**Consignes de travail**
a: D'après l'extrait sur Ritsos, quel poète a réagi avec enthousiasme au Chant de ma sœur ?
b: Reprenez l'extrait sur Ritsos là où il s'arrête, s'il vous plaît.

**Extrait à lire**
== == ==
1937–1943 : Péri­ode de l’explosion lyrique, d’un lyrisme en vers libre, influ­encé par la poésie mod­erne et le sur­réal­isme, mar­qué par une imag­i­na­tion exubérante qui sait néan­moins s’ancrer dans la sim­plic­ité des choses. Le Chant de ma sœur, écrit après l’hospitalisation de sa sœur en clin­ique psy­chi­a­trique, sus­cite la réac­tion ent­hou­si­aste du poète Pala­mas : « Nous nous écar­tons, poète, pour te laiss­er pass­er. » La Sym­phonie du print­emps, com­posée en pleine dic­tature de Metaxas, est un hymne à l’amour, à la nature, à la vie, tan­dis que des poèmes ultérieurs traduisent avec réal­isme l’horreur de l’Occupation mais aus­si l’espoir et la con­fi­ance dans les forces de la Résistance.

1944–1955 : Sous l’Occupation, Rit­sos, bien que grave­ment malade, s’engage dans le Front de libéra­tion nationale. Pen­dant la guerre civile, en 1948, il est déporté dans les îles de Lim­nos, Makro­nis­sos, Aï-Stratis et est libéré en 1952 sous la pres­sion de l’opinion inter­na­tionale et de fig­ures comme Aragon, Neru­da, Picas­so… C’est le temps des poèmes de lutte et d’exil. L’épopée de la Résis­tance mais aus­si son trag­ique épi­logue mar­quent Gréc­ité. Rit­sos y élève l’hellénisme com­bat­tant en sym­bole de résis­tance et de lib­erté. Temps de pierre et Jour­nal de dépor­ta­tion évo­quent, dans un lan­gage dépouil­lé, l’enfer des camps, la tor­ture, les humiliations.

1956–1966 : Le mariage de Rit­sos avec une médecin samiote (en 1954) puis la nais­sance de sa fille inau­gurent une péri­ode plus calme. Il écrit les pre­miers mono­logues dra­ma­tiques qui com­poseront la Qua­trième dimen­sion. Il y revis­ite notam­ment quelques grandes fig­ures de la mytholo­gie grecque (Oreste, Hélène, Agamem­non…) ou donne voix aux per­son­nages oubliés (Ismène, Chrysothémis), met­tant au jour des aspects peu con­nus ou inédits de leur psy­chisme, explo­rant leurs con­flits intérieurs. Par­al­lèle­ment, en marge de ces grandes com­po­si­tions, Rit­sos cul­tive de plus en plus le poème court, laconique, fam­i­li­er, où il retran­scrit les moin­dres gestes, les remous de l’âme, dia­logue avec le micro­cosme des choses (meubles, out­ils…), poéti­sant le quotidien.
== == ==
Entrées de données enregistrées:

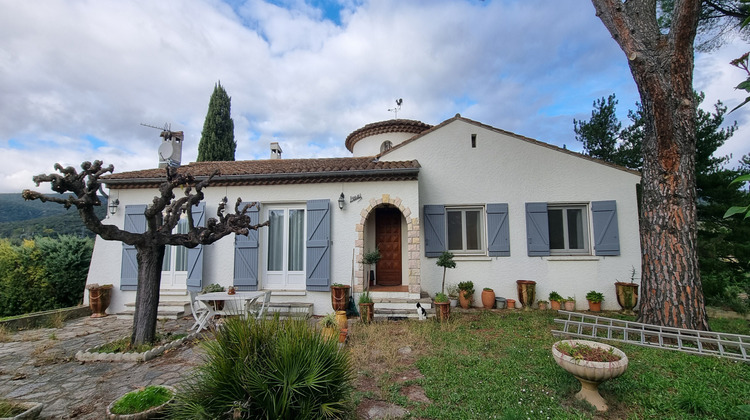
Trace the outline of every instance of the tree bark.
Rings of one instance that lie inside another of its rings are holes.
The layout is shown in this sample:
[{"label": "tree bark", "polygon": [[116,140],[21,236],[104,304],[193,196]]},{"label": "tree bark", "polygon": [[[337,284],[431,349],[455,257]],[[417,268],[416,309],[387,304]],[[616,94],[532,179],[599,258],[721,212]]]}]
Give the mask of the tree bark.
[{"label": "tree bark", "polygon": [[138,289],[135,295],[133,333],[130,337],[130,345],[133,347],[153,343],[156,338],[161,266],[166,246],[146,243],[136,245],[135,249],[138,261]]},{"label": "tree bark", "polygon": [[675,1],[662,34],[655,0],[592,0],[625,52],[644,110],[639,321],[707,330],[698,270],[693,42],[700,0]]}]

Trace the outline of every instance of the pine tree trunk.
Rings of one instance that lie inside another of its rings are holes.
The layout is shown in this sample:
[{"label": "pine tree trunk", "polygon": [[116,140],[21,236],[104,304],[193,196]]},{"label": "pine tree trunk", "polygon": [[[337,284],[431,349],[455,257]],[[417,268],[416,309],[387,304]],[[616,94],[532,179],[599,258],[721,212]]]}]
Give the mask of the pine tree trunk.
[{"label": "pine tree trunk", "polygon": [[693,41],[700,0],[677,0],[661,33],[655,1],[592,0],[628,58],[644,110],[639,321],[708,329],[698,270]]},{"label": "pine tree trunk", "polygon": [[166,247],[162,245],[136,245],[138,260],[138,288],[135,295],[133,335],[131,346],[153,343],[159,310],[161,266]]}]

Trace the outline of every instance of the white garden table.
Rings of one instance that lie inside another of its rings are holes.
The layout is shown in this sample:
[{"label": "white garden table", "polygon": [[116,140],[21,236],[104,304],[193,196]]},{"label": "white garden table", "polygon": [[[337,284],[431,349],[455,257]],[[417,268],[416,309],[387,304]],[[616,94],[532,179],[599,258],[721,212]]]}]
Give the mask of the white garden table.
[{"label": "white garden table", "polygon": [[[250,308],[255,303],[257,303],[261,297],[263,298],[263,300],[260,309],[256,314],[253,314],[257,319],[263,317],[266,313],[266,310],[268,309],[268,302],[271,297],[270,290],[258,292],[236,292],[233,295],[230,295],[227,292],[212,292],[202,295],[196,295],[195,300],[205,306],[205,310],[200,311],[195,315],[195,321],[198,326],[197,331],[201,331],[202,329],[206,328],[207,324],[211,320],[213,320],[216,315],[227,316],[238,315],[240,313],[250,315]],[[223,301],[224,309],[217,310],[214,305],[210,303],[212,301]],[[237,303],[235,302],[239,303],[239,305],[237,305]]]}]

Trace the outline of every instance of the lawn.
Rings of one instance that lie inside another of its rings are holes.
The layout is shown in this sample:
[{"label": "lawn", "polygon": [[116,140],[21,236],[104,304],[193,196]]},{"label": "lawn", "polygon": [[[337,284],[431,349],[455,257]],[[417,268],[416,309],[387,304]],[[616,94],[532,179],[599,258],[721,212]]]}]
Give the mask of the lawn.
[{"label": "lawn", "polygon": [[[447,324],[352,328],[360,415],[385,400],[406,408],[411,418],[750,418],[740,407],[750,404],[749,364],[614,342],[630,364],[623,376],[600,386],[610,409],[597,414],[575,400],[578,381],[552,358],[554,312],[451,317]],[[716,330],[748,333],[747,321],[717,321]]]}]

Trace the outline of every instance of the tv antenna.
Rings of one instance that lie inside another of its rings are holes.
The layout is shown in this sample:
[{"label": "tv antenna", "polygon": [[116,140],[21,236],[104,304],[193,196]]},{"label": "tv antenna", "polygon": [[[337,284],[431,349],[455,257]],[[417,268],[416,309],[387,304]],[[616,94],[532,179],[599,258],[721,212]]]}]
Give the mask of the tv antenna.
[{"label": "tv antenna", "polygon": [[393,118],[398,119],[398,111],[401,110],[402,103],[404,103],[404,100],[401,98],[398,98],[396,99],[396,107],[388,110],[388,112],[393,112]]}]

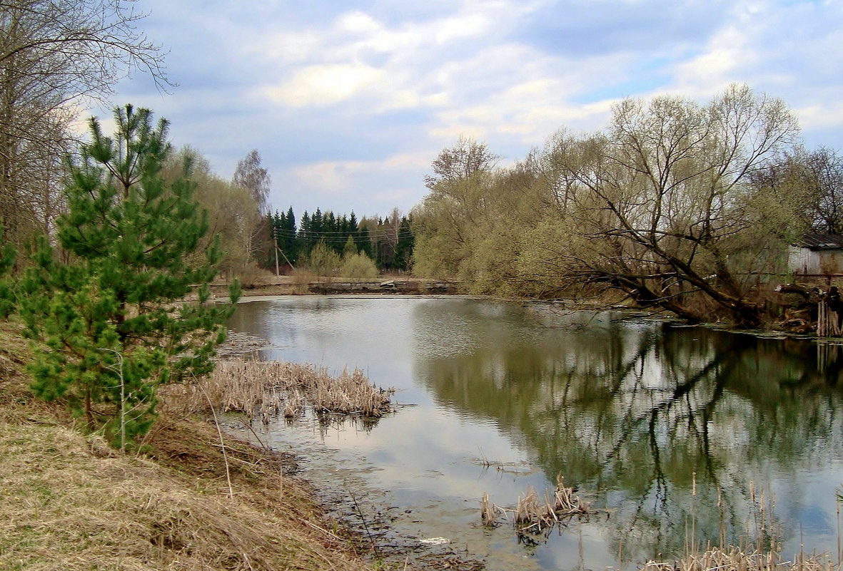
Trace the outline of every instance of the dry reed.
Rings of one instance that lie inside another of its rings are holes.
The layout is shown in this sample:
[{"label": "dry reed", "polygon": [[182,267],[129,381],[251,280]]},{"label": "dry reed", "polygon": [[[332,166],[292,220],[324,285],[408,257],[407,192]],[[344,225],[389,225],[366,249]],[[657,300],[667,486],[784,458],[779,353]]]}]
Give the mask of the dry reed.
[{"label": "dry reed", "polygon": [[540,498],[535,488],[529,487],[526,493],[518,494],[514,510],[501,510],[490,504],[489,495],[484,494],[481,503],[481,518],[483,525],[495,526],[496,512],[500,511],[507,518],[512,515],[513,525],[518,533],[541,533],[563,520],[590,513],[589,504],[575,496],[575,491],[573,488],[565,486],[565,478],[559,474],[556,476],[556,488],[552,498],[546,491],[544,497]]},{"label": "dry reed", "polygon": [[676,563],[648,561],[642,571],[835,571],[840,563],[821,555],[800,555],[785,561],[776,551],[709,547]]},{"label": "dry reed", "polygon": [[335,377],[323,367],[254,360],[220,361],[209,377],[173,391],[171,398],[191,403],[196,409],[204,408],[204,392],[213,408],[243,412],[265,423],[281,412],[287,418],[299,416],[306,404],[317,414],[380,417],[391,412],[394,392],[371,384],[358,369],[343,370]]}]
== == ==
**Réponses par consigne**
a: Le poète Palamas.

b:
1967–1971 : Après le putch des Colonels, Rit­sos est de nou­veau arrêté et déporté dans les îles de Yaros et de Léros. Très malade, il est finale­ment libéré en 1970. Les Dix-huit petites chan­sons de la patrie amère sont un hymne au com­bat du peu­ple grec pour la lib­erté, tan­dis que Pier­res répéti­tions grilles ou Le Mur dans le miroir évo­quent dans une langue sim­ple, sans plainte, un quo­ti­di­en réduit à l’élémentaire et, à tra­vers le vécu per­son­nel, la souf­france collective.

1972–1983 : Les com­po­si­tions des années 1970–1980 (Gra­gan­da, Devenir, Le Chef d’œuvre sans queue ni tête…) adoptent de nou­veaux moyens d’expression : l’écriture post-sur­réal­iste, tan­tôt lyrique, joueuse ou sar­cas­tique, boule­verse la cohérence tem­porelle et logique, créant un univers four­mil­lant d’images et de sou­venirs. Dans les œuvres de cette époque, l’amour tient une place pri­mor­diale ; la sen­su­al­ité, l’érotisme, aupar­a­vant latents et cryp­tés, se libèrent.

1983–1986 : Avec Iconos­tase des saints anonymes, Rit­sos pro­longe dans la prose l’expérience d’une grande lib­erté d’expression.

1988 ‑1989 : Rit­sos écrit entre Samos et Athènes ses derniers poèmes qui con­stitueront le recueil Sec­on­des.

1990 : mort à Athènes de Yan­nis Rit­sos, le 11 novembre.

1991 : paru­tion à titre posthume aux édi­tions Kedros (Athènes), de Αργά, πολύ αργά μέσα στή νύχτα (« Tard, bien tard dans la nuit ») qui réu­nit les qua­tre derniers recueils de Rit­sos, dont Sec­on­des (Δευτερόλεπτα) est le dernier. Sec­on­des a été traduit en espag­nol, en cata­lan et en anglais. En France, un recueil inti­t­ulé Tard bien tard dans la nuit, traduit par Gérard Pier­rat est paru en 1995 aux édi­tions Le Temps des ceris­es, avec seule­ment les trois pre­miers recueils de l’œu­vre homonyme originale.

 

Cette notice s’inspire large­ment de la pré­face à l’Anthologie Yian­nis Rit­sos de Chrysa Prokopa­ki (Kedros, 2000).